►

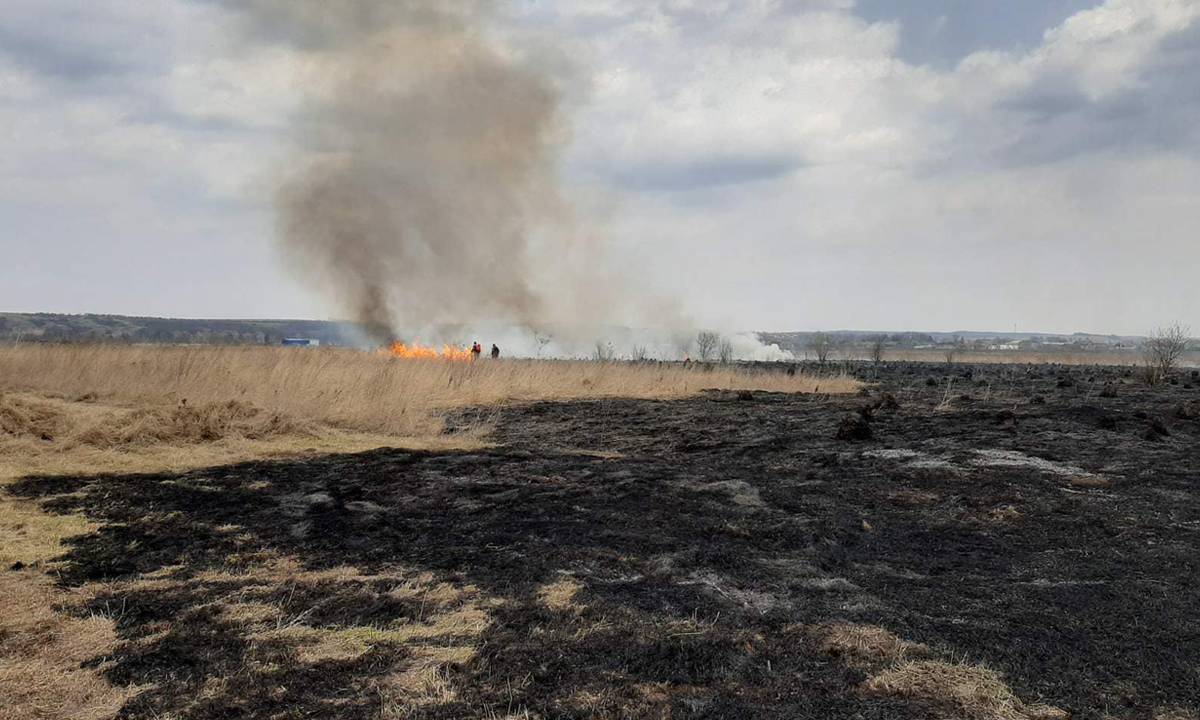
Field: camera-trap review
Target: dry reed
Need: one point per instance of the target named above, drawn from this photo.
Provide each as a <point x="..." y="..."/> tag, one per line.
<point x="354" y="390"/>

◄

▸ ACTION ITEM
Pictures are to be left out; all other data must be returned exactly.

▸ FINISHED TASK
Field: camera-trap review
Target: dry reed
Need: one point per instance of the target named above, drawn from this photo.
Provide each as a <point x="..." y="..."/> tag, one per line.
<point x="354" y="390"/>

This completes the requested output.